- TASK DIRECTIONS -
Sift the material for lines containing "clear", and return them.

- RECORDS SHOWN -
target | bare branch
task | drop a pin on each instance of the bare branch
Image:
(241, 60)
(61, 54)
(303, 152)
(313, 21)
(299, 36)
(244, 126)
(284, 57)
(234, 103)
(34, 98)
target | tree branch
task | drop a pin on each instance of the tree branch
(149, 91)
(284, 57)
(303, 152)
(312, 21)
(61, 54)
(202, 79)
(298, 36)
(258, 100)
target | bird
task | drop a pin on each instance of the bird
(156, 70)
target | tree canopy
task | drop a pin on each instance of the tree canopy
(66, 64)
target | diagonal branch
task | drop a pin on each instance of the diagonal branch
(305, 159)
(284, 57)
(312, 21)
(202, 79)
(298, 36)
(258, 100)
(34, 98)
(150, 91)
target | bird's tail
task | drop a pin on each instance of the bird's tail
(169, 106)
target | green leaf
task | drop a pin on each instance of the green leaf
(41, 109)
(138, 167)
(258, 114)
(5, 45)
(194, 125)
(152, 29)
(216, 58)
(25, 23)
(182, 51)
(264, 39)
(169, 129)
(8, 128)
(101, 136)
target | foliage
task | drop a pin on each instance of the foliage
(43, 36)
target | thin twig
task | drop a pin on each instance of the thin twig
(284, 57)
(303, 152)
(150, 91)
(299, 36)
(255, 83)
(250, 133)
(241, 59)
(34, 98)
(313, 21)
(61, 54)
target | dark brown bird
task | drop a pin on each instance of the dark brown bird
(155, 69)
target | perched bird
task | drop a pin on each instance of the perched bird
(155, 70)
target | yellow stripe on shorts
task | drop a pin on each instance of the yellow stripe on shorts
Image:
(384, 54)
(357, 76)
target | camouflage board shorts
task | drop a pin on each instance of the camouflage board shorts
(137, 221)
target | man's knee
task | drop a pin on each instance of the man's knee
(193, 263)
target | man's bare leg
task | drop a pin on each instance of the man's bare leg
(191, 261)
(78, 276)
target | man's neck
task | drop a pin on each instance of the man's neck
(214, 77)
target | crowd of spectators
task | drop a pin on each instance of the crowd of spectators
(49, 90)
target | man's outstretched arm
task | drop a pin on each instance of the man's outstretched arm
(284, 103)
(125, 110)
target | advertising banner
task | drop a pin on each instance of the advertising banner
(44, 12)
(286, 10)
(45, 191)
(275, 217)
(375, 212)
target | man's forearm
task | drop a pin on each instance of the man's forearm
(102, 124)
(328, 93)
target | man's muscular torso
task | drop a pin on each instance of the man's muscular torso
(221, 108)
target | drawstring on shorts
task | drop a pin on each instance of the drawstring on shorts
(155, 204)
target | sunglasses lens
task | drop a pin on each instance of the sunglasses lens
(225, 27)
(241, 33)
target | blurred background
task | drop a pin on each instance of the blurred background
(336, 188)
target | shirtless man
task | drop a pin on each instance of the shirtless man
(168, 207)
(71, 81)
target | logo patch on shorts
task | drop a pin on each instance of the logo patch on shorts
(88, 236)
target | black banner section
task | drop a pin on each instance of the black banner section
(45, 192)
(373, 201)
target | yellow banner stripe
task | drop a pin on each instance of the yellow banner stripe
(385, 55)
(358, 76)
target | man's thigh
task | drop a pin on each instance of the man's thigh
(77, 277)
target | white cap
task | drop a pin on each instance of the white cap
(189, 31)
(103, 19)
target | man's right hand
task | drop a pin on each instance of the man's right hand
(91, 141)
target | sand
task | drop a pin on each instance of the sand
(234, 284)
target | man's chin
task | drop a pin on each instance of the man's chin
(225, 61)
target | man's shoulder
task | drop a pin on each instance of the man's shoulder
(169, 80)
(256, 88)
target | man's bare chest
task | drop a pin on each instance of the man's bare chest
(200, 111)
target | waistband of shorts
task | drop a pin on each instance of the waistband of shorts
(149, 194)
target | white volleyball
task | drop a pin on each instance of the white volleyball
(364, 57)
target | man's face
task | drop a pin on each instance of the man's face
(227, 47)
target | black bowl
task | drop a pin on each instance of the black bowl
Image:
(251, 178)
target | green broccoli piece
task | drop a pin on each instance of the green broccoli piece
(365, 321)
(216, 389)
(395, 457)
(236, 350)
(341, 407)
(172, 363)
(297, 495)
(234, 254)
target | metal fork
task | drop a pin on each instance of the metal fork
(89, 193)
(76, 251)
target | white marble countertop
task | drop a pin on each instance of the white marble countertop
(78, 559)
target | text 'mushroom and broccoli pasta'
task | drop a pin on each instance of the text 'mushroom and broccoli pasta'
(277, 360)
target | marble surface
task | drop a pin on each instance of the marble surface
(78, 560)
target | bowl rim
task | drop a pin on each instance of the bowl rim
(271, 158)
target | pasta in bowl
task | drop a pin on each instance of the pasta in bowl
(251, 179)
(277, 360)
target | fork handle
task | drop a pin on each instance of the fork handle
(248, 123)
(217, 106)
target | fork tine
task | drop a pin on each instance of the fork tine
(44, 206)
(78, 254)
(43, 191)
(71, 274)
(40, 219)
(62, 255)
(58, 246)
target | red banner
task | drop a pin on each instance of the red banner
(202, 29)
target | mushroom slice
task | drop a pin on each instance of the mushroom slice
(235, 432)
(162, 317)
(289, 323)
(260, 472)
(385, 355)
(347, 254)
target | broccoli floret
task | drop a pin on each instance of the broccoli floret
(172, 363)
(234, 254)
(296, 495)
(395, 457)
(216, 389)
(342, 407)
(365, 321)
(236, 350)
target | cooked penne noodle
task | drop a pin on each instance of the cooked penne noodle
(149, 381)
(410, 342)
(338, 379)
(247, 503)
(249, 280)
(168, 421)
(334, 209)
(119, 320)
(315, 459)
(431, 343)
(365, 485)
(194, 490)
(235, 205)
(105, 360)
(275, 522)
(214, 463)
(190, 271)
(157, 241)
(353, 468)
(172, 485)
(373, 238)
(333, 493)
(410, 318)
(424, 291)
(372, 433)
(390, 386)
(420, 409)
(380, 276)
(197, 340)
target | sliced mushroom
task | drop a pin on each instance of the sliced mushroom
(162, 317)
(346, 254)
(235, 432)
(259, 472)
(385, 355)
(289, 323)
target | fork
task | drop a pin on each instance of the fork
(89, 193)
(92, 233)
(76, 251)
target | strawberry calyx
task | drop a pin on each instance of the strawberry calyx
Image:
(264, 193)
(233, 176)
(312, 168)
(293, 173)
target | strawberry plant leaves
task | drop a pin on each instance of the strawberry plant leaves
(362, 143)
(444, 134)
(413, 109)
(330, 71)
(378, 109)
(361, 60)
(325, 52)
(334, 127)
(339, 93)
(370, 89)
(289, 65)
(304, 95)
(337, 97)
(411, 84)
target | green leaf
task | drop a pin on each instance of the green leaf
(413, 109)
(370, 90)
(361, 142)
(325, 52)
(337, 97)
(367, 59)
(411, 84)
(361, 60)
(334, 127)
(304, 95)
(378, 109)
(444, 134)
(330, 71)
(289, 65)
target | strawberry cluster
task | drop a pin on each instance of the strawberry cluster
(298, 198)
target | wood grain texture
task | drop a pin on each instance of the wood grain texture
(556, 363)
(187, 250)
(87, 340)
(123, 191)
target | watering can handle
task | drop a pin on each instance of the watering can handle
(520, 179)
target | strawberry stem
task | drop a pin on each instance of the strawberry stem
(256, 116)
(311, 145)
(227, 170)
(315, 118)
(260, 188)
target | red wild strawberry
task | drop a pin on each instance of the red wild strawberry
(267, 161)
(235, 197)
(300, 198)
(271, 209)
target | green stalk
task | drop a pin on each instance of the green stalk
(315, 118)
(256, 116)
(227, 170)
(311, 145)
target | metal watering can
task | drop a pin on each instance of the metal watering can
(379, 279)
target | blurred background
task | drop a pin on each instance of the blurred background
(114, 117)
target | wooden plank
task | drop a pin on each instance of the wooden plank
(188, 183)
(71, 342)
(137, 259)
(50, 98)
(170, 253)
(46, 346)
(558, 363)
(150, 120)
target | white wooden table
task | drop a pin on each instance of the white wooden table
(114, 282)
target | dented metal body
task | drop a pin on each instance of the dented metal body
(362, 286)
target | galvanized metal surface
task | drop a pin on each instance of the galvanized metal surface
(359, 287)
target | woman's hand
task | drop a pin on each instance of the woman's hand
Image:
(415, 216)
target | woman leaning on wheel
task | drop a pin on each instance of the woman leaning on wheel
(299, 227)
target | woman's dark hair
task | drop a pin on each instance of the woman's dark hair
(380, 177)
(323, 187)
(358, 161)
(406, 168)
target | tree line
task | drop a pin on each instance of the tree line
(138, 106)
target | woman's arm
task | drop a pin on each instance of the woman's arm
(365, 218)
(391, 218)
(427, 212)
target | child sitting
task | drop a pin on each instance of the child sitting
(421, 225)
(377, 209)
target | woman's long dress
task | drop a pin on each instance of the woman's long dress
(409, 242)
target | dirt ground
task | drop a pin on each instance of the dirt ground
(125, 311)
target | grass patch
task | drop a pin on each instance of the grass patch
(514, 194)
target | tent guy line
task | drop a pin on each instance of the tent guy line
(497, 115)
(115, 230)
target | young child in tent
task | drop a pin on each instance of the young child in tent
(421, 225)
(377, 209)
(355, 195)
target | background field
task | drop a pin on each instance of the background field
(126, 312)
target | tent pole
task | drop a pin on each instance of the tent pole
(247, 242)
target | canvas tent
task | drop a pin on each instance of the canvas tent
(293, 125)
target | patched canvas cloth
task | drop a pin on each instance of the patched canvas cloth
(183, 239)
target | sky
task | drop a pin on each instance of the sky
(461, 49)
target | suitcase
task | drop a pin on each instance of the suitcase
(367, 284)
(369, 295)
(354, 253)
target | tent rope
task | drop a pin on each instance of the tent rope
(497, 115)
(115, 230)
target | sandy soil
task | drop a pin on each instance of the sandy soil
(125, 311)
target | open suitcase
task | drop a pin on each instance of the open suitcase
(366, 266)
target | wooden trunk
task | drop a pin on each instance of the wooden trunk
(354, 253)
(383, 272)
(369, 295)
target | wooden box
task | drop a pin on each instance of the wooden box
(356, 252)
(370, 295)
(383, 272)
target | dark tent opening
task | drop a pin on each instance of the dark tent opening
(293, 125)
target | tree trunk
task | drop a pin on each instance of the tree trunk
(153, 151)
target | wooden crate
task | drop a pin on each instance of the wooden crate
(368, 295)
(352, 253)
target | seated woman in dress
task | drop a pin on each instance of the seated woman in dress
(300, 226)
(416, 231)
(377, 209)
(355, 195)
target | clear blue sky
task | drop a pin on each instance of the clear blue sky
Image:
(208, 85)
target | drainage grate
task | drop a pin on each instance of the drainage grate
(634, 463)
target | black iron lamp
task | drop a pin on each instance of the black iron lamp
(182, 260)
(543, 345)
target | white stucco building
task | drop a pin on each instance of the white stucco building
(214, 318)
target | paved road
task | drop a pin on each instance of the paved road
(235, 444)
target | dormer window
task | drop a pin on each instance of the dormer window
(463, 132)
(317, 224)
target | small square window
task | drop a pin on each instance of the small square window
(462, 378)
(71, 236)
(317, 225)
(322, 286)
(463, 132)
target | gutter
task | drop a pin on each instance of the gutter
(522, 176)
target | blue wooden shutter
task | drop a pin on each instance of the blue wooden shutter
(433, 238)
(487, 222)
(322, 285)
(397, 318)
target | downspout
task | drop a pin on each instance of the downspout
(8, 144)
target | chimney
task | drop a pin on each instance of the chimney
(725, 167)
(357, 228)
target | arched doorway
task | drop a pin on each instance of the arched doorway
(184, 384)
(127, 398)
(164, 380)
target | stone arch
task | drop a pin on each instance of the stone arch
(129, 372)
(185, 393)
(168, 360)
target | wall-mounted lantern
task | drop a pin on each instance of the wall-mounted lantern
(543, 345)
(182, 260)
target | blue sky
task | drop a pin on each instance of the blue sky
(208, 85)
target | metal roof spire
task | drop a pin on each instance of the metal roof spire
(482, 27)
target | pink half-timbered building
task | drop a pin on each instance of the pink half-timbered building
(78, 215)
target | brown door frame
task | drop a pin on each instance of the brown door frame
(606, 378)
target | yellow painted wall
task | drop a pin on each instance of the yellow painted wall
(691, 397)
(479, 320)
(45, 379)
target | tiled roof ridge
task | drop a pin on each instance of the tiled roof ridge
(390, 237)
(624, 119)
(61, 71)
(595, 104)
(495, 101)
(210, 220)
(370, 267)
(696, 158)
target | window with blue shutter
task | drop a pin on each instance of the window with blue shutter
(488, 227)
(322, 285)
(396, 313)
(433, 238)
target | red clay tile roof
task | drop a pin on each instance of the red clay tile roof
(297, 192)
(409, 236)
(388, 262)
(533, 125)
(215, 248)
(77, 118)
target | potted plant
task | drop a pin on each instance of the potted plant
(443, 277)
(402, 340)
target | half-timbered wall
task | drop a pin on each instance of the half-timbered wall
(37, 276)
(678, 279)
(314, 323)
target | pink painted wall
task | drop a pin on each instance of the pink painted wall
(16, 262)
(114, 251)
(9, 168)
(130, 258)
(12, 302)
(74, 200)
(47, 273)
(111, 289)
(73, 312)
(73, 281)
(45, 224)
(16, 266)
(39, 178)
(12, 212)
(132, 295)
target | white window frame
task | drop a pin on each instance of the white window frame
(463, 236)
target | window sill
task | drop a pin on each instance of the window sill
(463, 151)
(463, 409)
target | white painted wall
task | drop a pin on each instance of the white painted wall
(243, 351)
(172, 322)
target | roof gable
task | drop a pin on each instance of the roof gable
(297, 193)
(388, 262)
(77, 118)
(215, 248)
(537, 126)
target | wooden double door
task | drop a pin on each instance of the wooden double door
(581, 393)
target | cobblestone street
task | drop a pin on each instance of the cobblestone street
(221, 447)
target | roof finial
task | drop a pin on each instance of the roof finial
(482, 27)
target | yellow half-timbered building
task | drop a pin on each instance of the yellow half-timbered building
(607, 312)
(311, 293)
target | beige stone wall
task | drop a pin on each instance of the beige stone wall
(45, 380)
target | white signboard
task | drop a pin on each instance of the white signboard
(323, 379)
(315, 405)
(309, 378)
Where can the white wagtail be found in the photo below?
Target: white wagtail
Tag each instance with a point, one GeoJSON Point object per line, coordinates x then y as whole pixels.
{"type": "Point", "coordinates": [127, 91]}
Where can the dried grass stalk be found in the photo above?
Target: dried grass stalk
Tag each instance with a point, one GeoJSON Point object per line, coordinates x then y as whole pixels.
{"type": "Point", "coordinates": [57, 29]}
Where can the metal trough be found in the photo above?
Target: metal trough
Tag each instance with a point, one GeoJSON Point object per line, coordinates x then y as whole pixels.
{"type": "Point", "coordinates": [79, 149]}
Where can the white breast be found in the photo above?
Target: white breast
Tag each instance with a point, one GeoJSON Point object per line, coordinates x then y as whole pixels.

- TASK SOLUTION -
target | clear blue sky
task | drop a pin on each instance of the clear blue sky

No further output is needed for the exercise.